Update the material below by replacing "space-delimited" with "space-separated" wherever it occurs, keeping everything else the same. Leave the pictures out of your version.

*** Extracted material ***

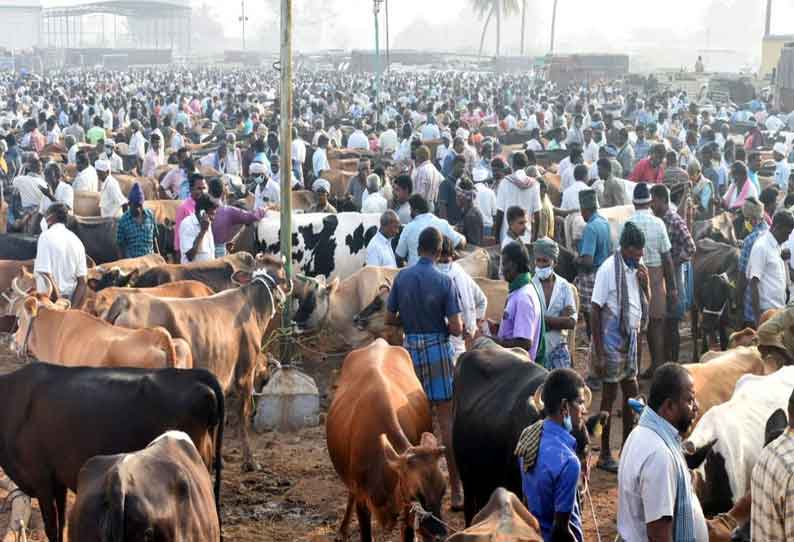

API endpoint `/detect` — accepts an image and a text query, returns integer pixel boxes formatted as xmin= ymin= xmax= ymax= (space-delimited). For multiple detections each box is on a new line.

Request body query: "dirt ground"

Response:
xmin=0 ymin=326 xmax=691 ymax=542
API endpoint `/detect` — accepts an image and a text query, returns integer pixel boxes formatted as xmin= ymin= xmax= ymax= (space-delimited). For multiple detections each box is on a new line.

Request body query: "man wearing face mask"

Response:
xmin=590 ymin=222 xmax=650 ymax=473
xmin=532 ymin=238 xmax=577 ymax=369
xmin=116 ymin=183 xmax=157 ymax=259
xmin=618 ymin=363 xmax=704 ymax=542
xmin=516 ymin=369 xmax=589 ymax=542
xmin=33 ymin=203 xmax=88 ymax=309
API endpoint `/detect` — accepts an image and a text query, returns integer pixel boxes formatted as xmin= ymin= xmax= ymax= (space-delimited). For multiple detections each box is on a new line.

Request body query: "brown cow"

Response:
xmin=86 ymin=254 xmax=165 ymax=292
xmin=106 ymin=257 xmax=288 ymax=469
xmin=326 ymin=339 xmax=446 ymax=542
xmin=684 ymin=347 xmax=780 ymax=429
xmin=143 ymin=199 xmax=183 ymax=224
xmin=130 ymin=252 xmax=255 ymax=292
xmin=69 ymin=431 xmax=220 ymax=542
xmin=447 ymin=487 xmax=543 ymax=542
xmin=14 ymin=295 xmax=193 ymax=369
xmin=88 ymin=280 xmax=215 ymax=320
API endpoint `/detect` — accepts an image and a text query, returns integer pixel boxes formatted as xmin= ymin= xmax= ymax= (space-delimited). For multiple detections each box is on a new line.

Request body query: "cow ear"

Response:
xmin=681 ymin=439 xmax=717 ymax=470
xmin=380 ymin=433 xmax=402 ymax=469
xmin=328 ymin=277 xmax=339 ymax=294
xmin=232 ymin=269 xmax=251 ymax=286
xmin=22 ymin=296 xmax=39 ymax=318
xmin=764 ymin=408 xmax=788 ymax=446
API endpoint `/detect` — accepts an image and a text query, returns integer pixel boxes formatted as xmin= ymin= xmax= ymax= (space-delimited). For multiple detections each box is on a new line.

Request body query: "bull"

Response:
xmin=0 ymin=363 xmax=225 ymax=542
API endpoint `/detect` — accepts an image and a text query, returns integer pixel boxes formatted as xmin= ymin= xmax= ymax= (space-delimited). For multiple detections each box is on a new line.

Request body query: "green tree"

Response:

***

**Task result**:
API endpoint `/detect` — accepts an image and a text query, returns integer pixel boxes formatted as xmin= ymin= xmax= ymax= (space-separated). For multiple detections each box is on a new line.

Request body query: "dirt ground"

Response:
xmin=0 ymin=326 xmax=691 ymax=542
API endpoint `/detect` — accepts an image and a text query, returns integer pixel boxes formatted as xmin= ymin= xmax= ymax= (space-separated). For multiple detections each box is on a new line.

Request body query: "man wearing face mask"

Response:
xmin=590 ymin=222 xmax=650 ymax=473
xmin=532 ymin=238 xmax=577 ymax=369
xmin=116 ymin=183 xmax=157 ymax=259
xmin=618 ymin=363 xmax=704 ymax=542
xmin=516 ymin=369 xmax=589 ymax=542
xmin=33 ymin=203 xmax=88 ymax=309
API endpoint `/detect` — accepts an image and a text query, returns integer pixel boxes formatted as xmin= ymin= xmax= ymax= (space-separated). For multiple detections each box is on a new line.

Request body query: "brown cow"

Response:
xmin=86 ymin=254 xmax=165 ymax=292
xmin=106 ymin=257 xmax=288 ymax=469
xmin=326 ymin=339 xmax=446 ymax=542
xmin=684 ymin=347 xmax=780 ymax=429
xmin=143 ymin=199 xmax=183 ymax=224
xmin=130 ymin=252 xmax=255 ymax=292
xmin=69 ymin=431 xmax=220 ymax=542
xmin=447 ymin=487 xmax=543 ymax=542
xmin=14 ymin=295 xmax=193 ymax=369
xmin=88 ymin=280 xmax=215 ymax=320
API endpoint `/detect` — accepts an image and a text query, returns integer pixel boxes formatted as xmin= ymin= xmax= ymax= (space-separated). For multiple detections each box is on a new line.

Request body query: "cow ear"

Response:
xmin=681 ymin=439 xmax=717 ymax=470
xmin=380 ymin=433 xmax=402 ymax=469
xmin=328 ymin=277 xmax=339 ymax=294
xmin=232 ymin=269 xmax=251 ymax=286
xmin=22 ymin=296 xmax=39 ymax=318
xmin=764 ymin=408 xmax=788 ymax=446
API endpoint `/detect` — accepts an image and a text query, returns integer pixel boxes formatted as xmin= ymin= xmax= ymax= (space-separated). For multiple detections each box is on a new line.

Request body query: "bull"

Response:
xmin=0 ymin=363 xmax=225 ymax=542
API endpoint `/detect` — accepts an image and a text query, returns integer pixel boxes formatted as xmin= ymin= xmax= ymax= (space-separated). For multiple detections each box is on a new line.

Request body query: "green tree"

Response:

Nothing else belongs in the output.